• **Problem to solve**:
Set down exactly, from the records below, the line with "Query: camping gear pile" through the line with "Query: bicycle", and nothing else.

• **Records supplied**:
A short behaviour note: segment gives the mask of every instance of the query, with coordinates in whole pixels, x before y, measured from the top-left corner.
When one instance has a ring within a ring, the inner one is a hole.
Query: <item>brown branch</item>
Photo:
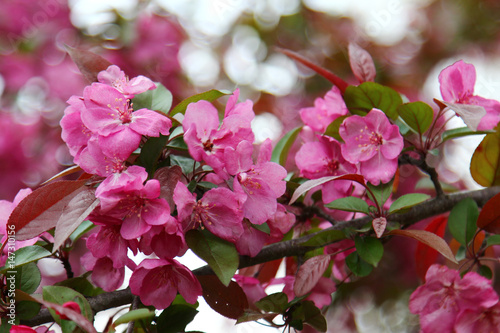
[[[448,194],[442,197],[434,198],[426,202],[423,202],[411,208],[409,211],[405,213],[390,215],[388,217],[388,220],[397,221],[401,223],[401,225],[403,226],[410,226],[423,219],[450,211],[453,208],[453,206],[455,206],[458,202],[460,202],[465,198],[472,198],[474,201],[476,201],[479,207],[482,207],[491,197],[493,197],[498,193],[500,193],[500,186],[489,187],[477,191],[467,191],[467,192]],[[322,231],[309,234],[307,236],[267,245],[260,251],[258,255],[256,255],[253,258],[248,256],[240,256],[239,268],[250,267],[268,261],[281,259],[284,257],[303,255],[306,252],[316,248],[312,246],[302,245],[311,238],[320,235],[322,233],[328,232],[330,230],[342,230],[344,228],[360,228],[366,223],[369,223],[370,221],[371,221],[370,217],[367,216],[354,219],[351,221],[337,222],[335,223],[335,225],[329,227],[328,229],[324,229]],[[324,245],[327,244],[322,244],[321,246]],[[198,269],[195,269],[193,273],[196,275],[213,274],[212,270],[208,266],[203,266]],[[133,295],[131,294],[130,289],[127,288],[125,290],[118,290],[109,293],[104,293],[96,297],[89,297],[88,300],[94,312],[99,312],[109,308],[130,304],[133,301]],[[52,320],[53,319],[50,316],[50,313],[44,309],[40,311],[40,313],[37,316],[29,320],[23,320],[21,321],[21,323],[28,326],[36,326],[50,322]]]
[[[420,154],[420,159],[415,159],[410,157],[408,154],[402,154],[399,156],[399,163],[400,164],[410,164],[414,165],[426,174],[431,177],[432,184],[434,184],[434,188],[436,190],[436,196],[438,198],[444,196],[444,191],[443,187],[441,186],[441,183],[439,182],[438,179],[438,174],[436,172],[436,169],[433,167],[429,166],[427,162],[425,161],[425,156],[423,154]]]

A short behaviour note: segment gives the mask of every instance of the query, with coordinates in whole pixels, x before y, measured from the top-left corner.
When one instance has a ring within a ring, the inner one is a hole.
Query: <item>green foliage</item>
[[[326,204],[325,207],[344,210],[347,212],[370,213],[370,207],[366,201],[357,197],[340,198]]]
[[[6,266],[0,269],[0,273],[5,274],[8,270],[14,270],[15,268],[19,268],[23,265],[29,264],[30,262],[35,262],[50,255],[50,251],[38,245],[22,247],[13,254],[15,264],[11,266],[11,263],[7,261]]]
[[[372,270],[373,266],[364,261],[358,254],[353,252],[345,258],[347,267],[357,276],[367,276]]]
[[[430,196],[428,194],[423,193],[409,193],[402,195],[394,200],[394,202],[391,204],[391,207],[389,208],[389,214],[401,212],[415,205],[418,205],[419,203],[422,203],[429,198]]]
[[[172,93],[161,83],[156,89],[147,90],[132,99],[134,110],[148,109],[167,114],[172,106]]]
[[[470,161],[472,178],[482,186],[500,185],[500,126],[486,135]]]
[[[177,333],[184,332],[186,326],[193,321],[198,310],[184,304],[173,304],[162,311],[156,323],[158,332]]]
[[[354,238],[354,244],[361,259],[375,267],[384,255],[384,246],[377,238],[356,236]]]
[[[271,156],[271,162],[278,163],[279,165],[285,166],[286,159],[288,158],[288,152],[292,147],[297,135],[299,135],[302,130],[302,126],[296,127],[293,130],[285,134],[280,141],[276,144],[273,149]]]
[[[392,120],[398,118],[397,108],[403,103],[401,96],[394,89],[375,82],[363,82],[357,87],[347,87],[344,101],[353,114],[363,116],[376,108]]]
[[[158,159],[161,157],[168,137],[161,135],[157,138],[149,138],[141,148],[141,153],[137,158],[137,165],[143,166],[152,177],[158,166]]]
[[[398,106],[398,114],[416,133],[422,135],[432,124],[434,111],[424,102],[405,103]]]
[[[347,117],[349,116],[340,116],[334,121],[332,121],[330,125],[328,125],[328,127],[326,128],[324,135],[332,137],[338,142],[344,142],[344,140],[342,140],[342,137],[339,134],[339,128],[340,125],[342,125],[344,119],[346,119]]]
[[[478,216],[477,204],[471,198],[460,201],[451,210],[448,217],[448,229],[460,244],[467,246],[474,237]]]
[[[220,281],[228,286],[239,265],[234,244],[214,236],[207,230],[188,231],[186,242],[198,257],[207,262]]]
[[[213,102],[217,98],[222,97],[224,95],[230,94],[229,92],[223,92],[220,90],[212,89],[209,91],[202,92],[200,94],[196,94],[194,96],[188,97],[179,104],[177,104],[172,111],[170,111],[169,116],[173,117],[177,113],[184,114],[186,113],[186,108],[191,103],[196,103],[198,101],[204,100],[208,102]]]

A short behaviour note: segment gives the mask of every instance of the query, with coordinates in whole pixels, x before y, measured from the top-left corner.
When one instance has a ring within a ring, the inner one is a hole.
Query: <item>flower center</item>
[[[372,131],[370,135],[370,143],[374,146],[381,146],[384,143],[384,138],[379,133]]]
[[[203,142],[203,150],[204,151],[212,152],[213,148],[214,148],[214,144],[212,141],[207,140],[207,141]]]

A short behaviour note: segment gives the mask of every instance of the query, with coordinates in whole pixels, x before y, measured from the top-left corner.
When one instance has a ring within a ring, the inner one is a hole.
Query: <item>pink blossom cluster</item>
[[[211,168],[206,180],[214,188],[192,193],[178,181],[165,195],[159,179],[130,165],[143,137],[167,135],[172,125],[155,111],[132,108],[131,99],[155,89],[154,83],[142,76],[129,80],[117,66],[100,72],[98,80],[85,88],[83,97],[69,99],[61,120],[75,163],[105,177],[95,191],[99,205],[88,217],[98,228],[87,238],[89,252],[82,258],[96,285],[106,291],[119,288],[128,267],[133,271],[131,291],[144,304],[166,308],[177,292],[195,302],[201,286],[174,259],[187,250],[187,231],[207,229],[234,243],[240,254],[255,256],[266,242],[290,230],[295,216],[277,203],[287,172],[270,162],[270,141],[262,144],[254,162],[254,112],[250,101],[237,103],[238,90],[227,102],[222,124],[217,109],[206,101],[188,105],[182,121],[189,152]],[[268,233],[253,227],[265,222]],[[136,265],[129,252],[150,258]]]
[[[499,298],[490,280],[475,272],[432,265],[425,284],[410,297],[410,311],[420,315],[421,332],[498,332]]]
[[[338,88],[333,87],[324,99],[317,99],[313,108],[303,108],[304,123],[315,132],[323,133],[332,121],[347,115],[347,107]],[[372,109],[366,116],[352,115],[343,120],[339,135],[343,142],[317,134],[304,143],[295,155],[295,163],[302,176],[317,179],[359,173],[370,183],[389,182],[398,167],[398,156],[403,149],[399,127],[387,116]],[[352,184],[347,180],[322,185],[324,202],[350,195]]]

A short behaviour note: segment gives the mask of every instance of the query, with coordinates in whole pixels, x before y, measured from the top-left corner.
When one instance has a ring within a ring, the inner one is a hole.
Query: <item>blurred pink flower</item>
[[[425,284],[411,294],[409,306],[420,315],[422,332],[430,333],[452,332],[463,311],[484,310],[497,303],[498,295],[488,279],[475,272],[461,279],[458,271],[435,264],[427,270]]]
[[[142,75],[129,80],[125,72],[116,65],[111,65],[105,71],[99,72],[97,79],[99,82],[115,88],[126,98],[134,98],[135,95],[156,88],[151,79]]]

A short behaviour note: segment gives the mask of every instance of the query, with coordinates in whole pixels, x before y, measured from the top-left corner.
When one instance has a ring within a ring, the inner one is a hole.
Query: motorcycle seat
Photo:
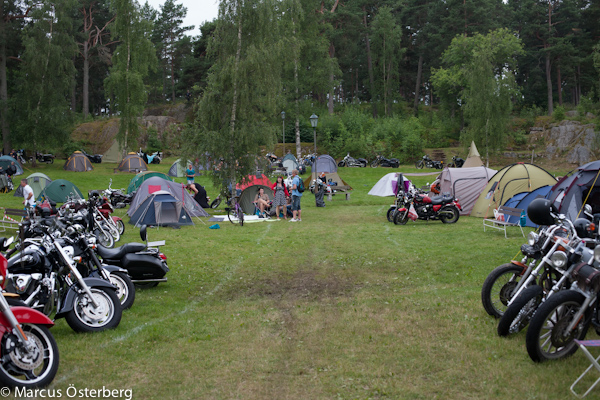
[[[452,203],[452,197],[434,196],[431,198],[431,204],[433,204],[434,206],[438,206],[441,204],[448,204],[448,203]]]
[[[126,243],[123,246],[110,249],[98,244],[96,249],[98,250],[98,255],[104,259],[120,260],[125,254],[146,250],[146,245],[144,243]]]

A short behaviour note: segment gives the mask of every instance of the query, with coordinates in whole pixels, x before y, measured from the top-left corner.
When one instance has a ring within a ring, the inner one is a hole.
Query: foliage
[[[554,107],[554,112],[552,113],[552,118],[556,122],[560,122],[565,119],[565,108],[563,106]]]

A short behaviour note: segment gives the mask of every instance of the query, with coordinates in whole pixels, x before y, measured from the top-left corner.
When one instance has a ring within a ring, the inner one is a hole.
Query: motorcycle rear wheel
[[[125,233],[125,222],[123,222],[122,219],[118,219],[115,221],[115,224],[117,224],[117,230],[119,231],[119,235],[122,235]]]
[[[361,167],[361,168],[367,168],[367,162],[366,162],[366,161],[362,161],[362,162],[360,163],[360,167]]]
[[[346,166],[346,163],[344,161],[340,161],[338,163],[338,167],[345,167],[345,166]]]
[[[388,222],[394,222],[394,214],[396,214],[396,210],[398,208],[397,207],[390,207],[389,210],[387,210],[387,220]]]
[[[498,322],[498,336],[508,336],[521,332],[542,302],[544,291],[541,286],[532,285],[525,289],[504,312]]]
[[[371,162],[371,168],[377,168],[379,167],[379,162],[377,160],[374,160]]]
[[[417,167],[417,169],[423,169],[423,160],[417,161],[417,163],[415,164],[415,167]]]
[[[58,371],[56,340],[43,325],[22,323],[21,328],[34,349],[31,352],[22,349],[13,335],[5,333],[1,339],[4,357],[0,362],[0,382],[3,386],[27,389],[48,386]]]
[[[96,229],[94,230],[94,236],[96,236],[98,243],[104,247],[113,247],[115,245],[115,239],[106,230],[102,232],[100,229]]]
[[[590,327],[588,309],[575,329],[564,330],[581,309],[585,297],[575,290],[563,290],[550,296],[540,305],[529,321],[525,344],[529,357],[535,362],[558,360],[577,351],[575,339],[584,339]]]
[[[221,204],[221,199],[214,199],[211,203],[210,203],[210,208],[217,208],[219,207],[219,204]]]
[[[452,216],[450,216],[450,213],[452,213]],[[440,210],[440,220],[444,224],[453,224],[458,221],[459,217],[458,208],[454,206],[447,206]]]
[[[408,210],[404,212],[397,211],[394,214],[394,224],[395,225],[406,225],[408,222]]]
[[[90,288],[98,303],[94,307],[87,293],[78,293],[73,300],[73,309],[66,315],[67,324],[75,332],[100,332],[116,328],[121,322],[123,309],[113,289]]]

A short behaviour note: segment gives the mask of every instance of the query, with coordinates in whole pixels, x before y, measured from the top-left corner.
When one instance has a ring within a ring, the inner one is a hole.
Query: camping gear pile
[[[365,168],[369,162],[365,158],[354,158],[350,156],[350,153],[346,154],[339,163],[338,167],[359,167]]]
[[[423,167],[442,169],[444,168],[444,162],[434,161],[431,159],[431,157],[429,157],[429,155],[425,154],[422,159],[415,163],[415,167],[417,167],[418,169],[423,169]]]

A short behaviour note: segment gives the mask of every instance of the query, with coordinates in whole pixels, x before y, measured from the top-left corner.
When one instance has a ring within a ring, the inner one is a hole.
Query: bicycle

* * *

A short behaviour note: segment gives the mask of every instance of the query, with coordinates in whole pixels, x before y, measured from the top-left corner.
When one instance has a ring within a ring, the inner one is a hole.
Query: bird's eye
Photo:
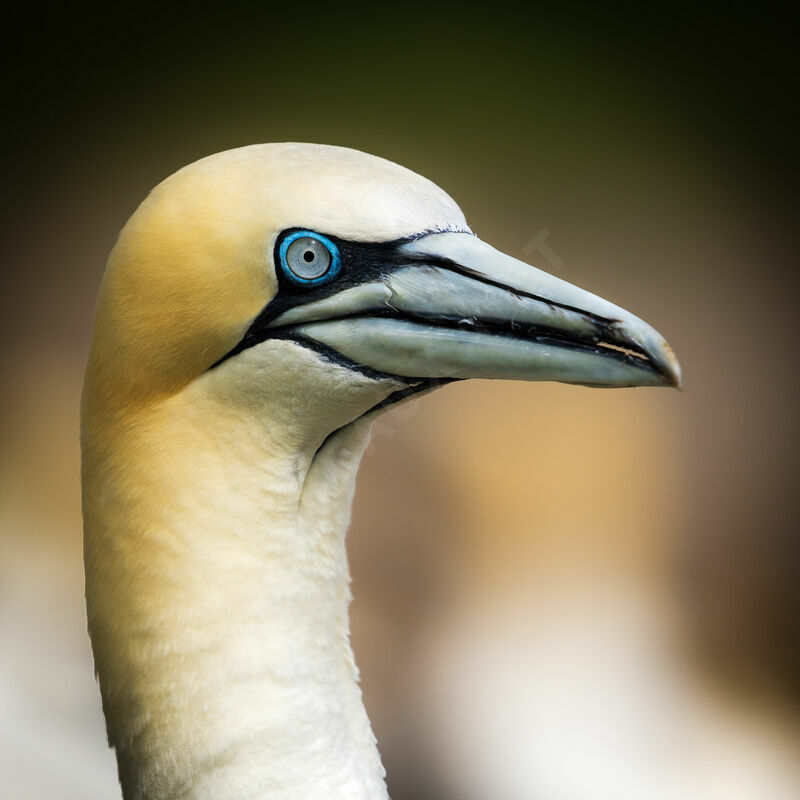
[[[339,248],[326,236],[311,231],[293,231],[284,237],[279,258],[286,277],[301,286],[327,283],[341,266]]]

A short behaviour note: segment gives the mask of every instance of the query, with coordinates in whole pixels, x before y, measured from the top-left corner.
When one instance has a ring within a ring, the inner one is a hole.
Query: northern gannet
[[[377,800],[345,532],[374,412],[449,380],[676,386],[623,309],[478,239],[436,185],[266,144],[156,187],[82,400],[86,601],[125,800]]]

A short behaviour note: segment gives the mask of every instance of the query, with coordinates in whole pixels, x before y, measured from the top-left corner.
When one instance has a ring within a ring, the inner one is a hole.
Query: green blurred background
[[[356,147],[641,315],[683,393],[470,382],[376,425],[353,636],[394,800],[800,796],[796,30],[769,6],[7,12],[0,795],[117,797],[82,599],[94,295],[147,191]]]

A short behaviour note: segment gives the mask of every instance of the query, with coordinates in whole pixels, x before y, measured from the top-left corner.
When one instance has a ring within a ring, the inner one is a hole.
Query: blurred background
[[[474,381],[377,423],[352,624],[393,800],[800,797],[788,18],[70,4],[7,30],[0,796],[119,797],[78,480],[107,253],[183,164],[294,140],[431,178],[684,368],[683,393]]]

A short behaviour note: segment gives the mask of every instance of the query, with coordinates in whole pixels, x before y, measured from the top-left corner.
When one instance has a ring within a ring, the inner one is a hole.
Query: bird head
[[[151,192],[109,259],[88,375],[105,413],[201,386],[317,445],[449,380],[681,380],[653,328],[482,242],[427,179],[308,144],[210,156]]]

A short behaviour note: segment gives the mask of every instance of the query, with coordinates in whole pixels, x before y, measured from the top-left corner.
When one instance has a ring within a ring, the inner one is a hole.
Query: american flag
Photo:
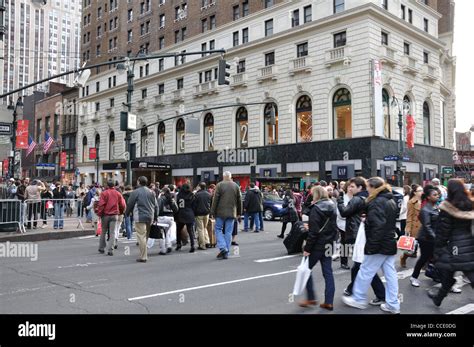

• **Final answer**:
Query: camping gear pile
[[[365,168],[369,162],[365,158],[354,158],[350,156],[350,153],[346,154],[339,163],[338,167],[359,167]]]
[[[423,167],[442,169],[444,168],[444,162],[434,161],[431,159],[431,157],[429,157],[429,155],[425,154],[422,159],[415,163],[415,167],[417,167],[418,169],[423,169]]]

A short behaviour note: segment gives the mask of every instance of the query, with coordinates in whole pixels, x before y, measured from the top-left corner.
When one instance has a ring within a ring, the inner one is a hole.
Query: bicycle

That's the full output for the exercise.